ÜBUNGSTEXT:
'''

Der BGH macht hier mit der allgemeinen Praxis Schluss, dass vom Bürgen per standardisiertem Schreiben umfassende Unterlagen angefordert werden, die mit dem in Streit stehenden Sachverhalt nichts oder allenfalls sehr wenig zu tun haben. Laut BGH gerät der Bürge nun in Verzug, wenn er nicht selbst zumutbare Anstrengungen unternimmt, fehlende Informationen zu erlangen. Die Versendung von sog. „Standardschreiben“ können damit den Eintritt des Verzuges nicht verhindern.

 

Ausnahme vom Grundsatz der Fachlosvergabe

Das OLG Düsseldorf hat mit Beschluss vom 12. Januar 2011 – Verg 63/10 – (www.ibr-online.de) Folgendes entschieden:

1. Die mit der Bildung von Fachlosen einhergehende Zersplitterung des Auftrags ist dem Auftraggeber nicht zuzumuten, wenn eine Gesamtvergabe aus wirtschaftlichen Gründen gerechtfertigt ist.

2. Die fehlende oder unzureichende Dokumentation der Gründe für die Gesamtvergabe kann im Nachprüfungsverfahren nachgeholt werden.

'''

DATENSATZ:
'''

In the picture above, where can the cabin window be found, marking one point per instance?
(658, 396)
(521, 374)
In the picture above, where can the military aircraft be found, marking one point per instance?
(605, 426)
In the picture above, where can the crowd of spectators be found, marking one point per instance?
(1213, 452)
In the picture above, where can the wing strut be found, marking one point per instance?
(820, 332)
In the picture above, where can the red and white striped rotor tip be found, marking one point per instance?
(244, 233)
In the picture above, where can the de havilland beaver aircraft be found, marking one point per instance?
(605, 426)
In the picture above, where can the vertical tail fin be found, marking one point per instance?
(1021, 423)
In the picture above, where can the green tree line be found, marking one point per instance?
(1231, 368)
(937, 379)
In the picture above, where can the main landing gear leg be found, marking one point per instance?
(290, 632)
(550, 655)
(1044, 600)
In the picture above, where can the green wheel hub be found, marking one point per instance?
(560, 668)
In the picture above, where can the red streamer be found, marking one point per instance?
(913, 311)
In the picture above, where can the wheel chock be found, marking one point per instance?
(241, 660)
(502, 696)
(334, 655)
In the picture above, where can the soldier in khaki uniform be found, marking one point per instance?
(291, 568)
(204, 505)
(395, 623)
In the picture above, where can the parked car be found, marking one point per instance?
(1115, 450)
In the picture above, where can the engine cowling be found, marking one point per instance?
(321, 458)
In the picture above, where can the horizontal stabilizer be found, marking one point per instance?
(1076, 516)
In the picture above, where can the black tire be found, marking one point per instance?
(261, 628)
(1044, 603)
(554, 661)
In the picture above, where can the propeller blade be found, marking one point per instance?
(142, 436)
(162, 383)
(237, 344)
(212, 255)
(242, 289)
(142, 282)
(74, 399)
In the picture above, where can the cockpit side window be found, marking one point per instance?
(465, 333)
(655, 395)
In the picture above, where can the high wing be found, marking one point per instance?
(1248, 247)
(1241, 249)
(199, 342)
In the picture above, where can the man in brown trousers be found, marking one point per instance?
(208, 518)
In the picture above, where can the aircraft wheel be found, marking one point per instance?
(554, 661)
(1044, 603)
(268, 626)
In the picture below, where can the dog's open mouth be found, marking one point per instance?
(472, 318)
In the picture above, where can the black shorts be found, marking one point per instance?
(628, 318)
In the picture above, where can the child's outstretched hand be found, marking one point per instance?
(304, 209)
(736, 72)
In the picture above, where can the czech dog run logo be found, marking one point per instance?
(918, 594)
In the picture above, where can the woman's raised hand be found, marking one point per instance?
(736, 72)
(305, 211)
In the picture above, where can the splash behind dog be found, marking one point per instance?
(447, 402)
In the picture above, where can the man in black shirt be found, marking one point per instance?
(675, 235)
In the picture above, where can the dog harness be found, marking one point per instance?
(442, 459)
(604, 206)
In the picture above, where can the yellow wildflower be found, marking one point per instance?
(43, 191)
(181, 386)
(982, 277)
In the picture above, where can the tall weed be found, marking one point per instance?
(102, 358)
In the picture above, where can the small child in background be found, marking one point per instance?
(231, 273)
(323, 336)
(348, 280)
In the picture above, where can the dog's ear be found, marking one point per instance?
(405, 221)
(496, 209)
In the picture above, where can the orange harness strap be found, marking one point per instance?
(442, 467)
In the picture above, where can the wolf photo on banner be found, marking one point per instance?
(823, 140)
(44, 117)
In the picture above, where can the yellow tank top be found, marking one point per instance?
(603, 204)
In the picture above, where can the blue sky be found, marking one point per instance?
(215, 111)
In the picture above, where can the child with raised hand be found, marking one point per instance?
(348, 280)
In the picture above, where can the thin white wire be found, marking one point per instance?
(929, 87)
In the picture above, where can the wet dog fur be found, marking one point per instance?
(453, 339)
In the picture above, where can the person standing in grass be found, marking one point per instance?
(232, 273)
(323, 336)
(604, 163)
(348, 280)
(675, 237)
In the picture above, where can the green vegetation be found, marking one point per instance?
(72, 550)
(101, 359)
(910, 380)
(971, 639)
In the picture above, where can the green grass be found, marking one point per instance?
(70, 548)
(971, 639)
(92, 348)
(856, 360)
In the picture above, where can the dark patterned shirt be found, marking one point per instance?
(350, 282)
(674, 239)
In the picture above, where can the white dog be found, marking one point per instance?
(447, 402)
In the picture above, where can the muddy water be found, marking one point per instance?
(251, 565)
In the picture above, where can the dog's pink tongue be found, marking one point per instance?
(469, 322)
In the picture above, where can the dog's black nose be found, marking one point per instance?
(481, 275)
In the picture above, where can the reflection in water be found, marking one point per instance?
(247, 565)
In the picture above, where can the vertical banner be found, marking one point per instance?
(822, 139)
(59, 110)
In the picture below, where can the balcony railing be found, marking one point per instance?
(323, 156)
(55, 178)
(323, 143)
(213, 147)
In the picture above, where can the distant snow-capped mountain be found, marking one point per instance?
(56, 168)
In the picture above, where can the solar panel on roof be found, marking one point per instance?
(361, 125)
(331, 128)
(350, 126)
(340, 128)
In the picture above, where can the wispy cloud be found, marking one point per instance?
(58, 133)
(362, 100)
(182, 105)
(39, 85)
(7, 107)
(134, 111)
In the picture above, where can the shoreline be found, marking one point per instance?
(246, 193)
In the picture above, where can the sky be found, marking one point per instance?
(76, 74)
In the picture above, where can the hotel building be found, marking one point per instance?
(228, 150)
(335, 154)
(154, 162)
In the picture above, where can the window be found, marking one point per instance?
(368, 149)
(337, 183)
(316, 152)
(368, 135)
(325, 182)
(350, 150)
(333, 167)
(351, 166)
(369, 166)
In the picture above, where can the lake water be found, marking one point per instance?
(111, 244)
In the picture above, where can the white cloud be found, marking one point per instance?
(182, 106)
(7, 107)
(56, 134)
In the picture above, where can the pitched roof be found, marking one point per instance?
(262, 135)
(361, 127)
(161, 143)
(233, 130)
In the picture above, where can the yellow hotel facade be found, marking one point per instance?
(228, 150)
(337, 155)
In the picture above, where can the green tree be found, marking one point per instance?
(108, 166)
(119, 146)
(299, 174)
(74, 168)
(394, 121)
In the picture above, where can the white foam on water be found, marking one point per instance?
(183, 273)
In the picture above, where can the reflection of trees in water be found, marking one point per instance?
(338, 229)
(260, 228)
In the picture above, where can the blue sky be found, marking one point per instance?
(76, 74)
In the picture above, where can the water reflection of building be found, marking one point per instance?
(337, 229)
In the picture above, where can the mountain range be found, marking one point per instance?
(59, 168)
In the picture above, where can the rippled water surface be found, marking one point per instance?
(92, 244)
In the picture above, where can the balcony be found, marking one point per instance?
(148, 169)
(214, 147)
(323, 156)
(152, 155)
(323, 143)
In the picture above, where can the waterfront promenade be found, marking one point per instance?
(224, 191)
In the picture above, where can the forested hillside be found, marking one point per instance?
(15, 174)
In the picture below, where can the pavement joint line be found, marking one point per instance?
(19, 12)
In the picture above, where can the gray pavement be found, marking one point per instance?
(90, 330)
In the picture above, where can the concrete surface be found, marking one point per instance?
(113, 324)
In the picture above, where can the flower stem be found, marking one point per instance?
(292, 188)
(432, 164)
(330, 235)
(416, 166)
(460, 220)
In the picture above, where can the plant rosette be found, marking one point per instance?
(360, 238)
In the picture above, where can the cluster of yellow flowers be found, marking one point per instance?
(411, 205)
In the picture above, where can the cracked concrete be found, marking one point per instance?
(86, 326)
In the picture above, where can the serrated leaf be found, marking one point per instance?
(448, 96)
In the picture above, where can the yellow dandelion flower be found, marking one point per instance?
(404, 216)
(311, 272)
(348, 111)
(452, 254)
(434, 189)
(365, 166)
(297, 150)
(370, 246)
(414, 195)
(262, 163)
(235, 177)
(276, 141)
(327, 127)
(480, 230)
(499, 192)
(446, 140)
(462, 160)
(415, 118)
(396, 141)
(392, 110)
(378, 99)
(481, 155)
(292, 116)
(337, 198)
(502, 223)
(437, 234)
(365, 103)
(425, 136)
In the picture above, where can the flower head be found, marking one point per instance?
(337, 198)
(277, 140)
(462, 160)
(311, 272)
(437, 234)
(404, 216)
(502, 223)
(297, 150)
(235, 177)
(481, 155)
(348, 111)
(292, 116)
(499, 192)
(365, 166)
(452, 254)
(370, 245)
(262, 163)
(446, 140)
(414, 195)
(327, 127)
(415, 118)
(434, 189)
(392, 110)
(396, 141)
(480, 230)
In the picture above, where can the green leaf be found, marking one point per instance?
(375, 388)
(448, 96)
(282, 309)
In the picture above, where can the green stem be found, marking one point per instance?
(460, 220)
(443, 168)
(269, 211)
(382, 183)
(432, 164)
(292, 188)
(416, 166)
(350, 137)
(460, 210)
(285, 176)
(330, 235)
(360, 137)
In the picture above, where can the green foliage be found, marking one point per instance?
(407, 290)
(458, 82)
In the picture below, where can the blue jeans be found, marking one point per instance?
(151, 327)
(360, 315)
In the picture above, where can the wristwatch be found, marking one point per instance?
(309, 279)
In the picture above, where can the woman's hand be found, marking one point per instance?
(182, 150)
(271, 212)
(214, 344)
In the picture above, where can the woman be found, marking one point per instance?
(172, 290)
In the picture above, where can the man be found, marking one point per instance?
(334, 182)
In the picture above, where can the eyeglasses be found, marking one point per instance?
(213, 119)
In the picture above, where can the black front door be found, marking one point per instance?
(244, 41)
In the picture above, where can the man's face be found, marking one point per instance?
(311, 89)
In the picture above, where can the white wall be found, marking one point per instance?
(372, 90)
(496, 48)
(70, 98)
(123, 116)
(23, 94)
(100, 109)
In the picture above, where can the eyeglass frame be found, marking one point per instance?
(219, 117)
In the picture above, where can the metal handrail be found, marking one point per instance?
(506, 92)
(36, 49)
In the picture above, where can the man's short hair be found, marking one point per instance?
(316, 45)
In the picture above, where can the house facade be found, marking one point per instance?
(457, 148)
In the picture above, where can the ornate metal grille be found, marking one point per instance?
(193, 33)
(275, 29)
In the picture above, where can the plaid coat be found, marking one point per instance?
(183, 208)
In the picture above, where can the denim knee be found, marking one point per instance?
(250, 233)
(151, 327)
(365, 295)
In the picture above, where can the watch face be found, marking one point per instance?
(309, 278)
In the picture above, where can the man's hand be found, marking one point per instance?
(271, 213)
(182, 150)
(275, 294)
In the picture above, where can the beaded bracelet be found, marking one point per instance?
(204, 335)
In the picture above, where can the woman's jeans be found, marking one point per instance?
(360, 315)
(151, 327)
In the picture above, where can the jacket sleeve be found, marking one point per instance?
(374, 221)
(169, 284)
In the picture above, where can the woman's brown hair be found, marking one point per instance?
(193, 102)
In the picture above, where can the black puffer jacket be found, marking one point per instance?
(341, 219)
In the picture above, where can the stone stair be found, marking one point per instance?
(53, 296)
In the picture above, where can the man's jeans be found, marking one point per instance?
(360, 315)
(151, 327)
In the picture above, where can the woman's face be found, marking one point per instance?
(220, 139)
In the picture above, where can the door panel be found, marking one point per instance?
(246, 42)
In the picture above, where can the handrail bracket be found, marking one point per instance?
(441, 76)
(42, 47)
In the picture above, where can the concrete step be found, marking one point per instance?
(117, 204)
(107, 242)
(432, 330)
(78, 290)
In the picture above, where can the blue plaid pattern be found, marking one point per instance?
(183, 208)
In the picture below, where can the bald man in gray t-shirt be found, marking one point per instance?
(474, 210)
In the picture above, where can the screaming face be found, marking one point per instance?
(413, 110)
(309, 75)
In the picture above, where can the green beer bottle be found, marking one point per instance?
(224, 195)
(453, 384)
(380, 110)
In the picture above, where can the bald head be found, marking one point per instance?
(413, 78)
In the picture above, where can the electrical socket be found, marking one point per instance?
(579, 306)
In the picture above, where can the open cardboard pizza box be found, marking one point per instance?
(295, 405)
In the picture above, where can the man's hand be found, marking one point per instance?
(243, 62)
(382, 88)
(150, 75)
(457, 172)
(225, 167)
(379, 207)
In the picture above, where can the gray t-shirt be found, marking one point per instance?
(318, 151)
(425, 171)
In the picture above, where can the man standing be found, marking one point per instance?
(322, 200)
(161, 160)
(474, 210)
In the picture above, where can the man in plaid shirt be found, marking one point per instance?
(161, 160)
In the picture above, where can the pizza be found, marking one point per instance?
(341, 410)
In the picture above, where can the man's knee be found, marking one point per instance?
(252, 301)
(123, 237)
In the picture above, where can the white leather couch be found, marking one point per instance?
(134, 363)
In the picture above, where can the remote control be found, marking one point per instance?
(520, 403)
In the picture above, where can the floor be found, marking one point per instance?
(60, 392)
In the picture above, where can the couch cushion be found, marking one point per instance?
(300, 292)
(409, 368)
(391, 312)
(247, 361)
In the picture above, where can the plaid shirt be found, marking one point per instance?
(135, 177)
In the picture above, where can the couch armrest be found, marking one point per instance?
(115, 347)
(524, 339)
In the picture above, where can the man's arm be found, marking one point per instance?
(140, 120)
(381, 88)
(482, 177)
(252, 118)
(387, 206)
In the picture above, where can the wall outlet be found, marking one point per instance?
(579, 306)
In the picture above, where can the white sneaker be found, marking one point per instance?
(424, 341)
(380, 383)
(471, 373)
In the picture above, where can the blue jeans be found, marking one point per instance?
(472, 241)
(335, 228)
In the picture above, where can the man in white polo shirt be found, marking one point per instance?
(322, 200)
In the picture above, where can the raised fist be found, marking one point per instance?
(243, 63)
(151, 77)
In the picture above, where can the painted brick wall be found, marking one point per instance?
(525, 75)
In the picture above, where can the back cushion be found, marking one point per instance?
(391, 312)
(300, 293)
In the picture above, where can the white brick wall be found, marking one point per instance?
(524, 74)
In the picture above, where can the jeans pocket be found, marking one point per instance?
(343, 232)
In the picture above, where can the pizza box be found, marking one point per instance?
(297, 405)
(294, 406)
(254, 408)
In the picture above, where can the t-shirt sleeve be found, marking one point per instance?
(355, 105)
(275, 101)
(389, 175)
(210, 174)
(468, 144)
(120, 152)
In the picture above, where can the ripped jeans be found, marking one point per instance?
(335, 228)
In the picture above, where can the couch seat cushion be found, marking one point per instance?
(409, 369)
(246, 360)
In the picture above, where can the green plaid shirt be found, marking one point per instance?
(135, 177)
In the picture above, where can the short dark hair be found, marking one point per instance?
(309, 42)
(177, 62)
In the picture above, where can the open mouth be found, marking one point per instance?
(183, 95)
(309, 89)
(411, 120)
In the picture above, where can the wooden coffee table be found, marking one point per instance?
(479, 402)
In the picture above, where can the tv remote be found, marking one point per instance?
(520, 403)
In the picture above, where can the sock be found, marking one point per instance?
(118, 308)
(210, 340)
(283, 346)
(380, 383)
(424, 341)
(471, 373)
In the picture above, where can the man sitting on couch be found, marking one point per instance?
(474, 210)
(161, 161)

'''

AUFGABENSTELLUNG: Überarbeite den Abschnitt des Textes zur Fachlosvergabe, beginnend bei "1. Die mit der" und endend bei "Gründen gerechtfertigt ist.", indem du "Zersplitterung" durch "Aufteilung" ersetzt, und gib den geänderten Abschnitt vollständig wieder. Die Zeilen braucht man für die Bearbeitung nicht.

GELÖSTE AUFGABE:
1. Die mit der Bildung von Fachlosen einhergehende Aufteilung des Auftrags ist dem Auftraggeber nicht zuzumuten, wenn eine Gesamtvergabe aus wirtschaftlichen Gründen gerechtfertigt ist.